### [Excerpted data]
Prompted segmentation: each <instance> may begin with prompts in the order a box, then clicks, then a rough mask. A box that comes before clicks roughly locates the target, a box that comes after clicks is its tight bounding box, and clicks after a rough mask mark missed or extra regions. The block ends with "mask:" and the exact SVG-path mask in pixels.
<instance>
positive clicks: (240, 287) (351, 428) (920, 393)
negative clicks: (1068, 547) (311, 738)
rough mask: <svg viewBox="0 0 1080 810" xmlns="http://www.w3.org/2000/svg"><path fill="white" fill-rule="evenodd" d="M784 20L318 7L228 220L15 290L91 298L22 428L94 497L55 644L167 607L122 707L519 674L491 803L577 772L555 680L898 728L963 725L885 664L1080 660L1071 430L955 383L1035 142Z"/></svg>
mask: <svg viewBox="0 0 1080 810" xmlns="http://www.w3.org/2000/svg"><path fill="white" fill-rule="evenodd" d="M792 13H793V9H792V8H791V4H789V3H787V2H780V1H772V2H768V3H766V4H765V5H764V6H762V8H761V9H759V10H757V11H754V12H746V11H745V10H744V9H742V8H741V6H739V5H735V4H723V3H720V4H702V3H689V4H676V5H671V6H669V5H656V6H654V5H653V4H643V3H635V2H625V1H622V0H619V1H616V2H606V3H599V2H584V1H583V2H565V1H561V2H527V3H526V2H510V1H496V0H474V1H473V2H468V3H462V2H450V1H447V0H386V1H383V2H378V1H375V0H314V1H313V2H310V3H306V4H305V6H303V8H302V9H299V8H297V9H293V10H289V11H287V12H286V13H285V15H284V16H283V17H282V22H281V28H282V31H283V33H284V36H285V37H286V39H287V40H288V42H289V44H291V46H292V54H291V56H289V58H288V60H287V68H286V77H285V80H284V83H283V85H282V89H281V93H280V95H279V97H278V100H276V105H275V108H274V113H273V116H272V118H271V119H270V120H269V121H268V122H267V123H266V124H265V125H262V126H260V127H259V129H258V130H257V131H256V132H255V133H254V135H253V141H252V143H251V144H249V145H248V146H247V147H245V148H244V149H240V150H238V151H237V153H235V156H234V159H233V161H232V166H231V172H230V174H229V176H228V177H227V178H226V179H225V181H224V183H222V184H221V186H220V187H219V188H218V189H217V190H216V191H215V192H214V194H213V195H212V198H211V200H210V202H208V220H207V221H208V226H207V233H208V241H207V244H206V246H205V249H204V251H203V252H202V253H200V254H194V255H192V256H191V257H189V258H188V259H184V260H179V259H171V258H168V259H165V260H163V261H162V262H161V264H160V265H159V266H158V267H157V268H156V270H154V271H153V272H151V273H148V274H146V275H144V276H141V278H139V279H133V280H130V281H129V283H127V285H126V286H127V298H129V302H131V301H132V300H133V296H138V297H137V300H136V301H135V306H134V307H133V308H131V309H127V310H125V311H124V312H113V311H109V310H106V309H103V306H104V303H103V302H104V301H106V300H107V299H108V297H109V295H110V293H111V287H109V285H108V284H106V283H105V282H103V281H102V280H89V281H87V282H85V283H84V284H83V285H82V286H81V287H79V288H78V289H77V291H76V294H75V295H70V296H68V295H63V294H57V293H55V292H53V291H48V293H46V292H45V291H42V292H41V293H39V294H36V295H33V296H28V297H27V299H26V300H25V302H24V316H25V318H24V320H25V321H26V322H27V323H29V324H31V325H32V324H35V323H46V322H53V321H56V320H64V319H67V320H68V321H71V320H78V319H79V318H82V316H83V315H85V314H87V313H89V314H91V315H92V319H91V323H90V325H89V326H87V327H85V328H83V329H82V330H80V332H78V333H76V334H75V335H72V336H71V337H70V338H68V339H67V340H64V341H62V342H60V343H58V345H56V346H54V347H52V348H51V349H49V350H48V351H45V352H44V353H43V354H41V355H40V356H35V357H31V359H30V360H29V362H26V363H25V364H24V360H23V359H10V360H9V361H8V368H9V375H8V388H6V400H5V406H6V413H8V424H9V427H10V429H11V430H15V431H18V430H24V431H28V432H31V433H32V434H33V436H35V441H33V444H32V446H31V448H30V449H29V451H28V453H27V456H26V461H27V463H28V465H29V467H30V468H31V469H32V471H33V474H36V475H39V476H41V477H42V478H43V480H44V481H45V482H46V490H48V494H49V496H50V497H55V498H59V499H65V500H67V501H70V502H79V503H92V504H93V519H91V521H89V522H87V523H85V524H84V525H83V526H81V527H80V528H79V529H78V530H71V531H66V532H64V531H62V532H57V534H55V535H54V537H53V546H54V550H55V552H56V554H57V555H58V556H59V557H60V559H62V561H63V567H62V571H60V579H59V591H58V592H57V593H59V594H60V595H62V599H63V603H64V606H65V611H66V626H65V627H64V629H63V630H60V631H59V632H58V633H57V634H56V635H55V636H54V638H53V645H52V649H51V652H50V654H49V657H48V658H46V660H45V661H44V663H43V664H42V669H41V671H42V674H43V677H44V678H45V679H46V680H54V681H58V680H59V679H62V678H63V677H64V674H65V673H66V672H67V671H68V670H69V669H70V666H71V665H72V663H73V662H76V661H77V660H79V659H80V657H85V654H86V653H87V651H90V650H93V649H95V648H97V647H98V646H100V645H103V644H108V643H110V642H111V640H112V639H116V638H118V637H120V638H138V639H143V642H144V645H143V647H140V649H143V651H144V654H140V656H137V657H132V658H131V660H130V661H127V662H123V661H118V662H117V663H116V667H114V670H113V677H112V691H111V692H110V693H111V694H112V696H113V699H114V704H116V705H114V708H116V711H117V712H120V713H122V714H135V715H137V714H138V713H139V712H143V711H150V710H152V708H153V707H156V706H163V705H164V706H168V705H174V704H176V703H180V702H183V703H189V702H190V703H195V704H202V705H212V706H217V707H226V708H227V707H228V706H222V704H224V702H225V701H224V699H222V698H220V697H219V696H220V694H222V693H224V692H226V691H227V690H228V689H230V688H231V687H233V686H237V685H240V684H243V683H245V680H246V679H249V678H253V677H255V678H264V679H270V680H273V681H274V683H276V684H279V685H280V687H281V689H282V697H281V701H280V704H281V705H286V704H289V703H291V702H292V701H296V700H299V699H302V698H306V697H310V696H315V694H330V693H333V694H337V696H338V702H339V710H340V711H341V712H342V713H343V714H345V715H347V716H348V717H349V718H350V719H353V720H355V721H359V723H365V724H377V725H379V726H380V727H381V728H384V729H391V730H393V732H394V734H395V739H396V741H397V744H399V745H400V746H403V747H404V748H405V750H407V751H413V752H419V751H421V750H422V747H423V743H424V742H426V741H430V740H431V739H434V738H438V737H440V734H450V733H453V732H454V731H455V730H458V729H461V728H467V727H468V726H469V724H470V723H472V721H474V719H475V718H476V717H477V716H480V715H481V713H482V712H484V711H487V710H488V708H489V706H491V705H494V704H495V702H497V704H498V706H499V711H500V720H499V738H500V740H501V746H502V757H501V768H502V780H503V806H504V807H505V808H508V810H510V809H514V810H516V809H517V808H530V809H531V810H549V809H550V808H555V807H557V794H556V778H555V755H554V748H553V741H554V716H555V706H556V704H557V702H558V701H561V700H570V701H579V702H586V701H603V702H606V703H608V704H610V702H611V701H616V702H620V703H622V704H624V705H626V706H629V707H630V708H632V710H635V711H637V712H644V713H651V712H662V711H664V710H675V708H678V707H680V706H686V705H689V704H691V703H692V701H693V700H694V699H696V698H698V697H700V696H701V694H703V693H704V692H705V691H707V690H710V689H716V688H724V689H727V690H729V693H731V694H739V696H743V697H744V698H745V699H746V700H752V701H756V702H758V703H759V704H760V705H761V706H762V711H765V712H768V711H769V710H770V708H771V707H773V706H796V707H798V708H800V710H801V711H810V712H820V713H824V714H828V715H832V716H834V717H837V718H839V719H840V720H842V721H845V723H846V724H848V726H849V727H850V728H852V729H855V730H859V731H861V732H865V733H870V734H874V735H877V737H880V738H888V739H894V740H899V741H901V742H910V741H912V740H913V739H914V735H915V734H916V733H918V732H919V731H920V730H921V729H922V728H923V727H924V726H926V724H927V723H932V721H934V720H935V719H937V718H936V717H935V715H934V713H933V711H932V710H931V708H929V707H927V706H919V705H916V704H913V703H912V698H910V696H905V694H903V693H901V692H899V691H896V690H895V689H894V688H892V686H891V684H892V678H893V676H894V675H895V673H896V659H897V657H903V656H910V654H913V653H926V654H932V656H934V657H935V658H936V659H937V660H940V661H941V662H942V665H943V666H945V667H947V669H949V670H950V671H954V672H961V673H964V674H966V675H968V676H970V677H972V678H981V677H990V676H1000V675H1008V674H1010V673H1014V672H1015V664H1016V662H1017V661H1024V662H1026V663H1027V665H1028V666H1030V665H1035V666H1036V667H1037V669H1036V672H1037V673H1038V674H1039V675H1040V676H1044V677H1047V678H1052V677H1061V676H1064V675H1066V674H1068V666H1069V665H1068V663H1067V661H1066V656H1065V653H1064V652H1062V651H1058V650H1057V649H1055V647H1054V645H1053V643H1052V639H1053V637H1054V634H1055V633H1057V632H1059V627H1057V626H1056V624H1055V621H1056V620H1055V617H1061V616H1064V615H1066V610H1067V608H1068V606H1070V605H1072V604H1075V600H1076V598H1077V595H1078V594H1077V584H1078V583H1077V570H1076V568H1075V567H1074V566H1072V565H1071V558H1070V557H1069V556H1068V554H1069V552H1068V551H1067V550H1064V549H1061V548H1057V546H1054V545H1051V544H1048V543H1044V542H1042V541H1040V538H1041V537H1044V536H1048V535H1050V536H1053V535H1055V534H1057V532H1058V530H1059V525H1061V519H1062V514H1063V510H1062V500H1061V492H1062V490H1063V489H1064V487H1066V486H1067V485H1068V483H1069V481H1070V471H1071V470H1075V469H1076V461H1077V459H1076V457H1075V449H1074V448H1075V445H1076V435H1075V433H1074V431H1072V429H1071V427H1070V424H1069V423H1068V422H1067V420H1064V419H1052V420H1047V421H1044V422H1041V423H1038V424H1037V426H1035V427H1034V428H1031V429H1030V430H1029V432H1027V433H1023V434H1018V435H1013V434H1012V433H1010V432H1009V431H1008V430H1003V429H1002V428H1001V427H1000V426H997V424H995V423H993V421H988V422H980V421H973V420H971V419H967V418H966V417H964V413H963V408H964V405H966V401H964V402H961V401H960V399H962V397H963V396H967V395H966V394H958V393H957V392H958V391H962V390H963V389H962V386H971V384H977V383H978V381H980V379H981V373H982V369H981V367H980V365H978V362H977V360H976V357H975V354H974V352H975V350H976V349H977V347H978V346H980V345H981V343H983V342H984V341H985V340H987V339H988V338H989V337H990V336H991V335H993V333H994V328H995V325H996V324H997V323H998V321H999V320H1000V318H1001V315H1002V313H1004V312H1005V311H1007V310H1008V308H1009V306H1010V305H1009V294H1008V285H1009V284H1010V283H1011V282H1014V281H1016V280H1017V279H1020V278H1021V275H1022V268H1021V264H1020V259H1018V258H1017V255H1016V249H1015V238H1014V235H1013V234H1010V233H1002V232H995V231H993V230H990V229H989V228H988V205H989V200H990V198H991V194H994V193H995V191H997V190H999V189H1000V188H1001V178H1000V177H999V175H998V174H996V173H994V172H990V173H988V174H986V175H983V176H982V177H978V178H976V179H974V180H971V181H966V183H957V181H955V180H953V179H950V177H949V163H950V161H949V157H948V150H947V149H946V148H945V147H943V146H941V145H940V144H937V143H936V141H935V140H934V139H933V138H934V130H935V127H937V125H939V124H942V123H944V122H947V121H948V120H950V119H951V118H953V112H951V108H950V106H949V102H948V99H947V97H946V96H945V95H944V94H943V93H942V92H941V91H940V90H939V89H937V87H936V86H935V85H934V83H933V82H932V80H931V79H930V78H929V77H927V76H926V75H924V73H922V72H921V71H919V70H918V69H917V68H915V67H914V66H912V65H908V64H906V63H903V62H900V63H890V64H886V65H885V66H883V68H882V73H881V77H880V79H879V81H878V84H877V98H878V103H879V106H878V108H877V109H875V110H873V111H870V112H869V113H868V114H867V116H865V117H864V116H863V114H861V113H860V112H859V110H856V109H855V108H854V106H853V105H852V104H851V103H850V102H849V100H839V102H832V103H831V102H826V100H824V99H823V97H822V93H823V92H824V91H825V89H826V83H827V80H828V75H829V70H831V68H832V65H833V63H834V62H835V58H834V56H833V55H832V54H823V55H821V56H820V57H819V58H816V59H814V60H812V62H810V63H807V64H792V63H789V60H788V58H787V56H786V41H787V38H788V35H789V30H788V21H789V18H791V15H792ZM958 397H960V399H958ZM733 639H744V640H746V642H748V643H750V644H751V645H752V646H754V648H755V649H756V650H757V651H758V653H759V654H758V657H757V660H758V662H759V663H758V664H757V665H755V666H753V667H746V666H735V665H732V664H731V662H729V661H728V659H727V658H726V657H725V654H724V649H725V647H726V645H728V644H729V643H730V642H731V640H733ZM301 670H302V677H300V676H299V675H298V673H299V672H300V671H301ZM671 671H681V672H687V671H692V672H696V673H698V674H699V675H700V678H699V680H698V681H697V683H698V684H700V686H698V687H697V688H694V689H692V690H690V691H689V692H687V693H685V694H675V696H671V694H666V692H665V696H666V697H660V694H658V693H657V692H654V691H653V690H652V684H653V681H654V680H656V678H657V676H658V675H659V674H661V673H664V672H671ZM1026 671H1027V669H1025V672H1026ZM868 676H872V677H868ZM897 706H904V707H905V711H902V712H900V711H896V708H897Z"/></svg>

### [Exercise instructions]
Recast the rows from the very first line up to and including the line that contains "positive clicks: (240, 287)" as a JSON list of strings, one string per line, leaving out blank lines.

### [Expected output]
[
  "Prompted segmentation: each <instance> may begin with prompts in the order a box, then clicks, then a rough mask. A box that comes before clicks roughly locates the target, a box that comes after clicks is its tight bounding box, and clicks after a rough mask mark missed or extra regions. The block ends with \"mask:\" and the exact SVG-path mask in pixels.",
  "<instance>",
  "positive clicks: (240, 287) (351, 428) (920, 393)"
]